**TASK DIRECTIONS**
Copy out every line of the entries below, word for word and in the same order.

[A run of entries]
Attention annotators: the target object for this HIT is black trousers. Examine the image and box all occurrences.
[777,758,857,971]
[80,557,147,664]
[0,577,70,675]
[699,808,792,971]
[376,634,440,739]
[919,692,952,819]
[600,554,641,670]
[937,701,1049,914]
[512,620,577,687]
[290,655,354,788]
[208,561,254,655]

**WRITTEN SOLUTION**
Attention annotators: the target object for this HIT is black trousers. Examine the image and box all occurrences.
[777,758,857,971]
[80,557,147,664]
[0,577,70,675]
[699,808,792,971]
[376,634,440,739]
[919,692,952,819]
[600,554,641,670]
[937,701,1049,914]
[512,620,577,687]
[290,655,354,788]
[208,561,254,655]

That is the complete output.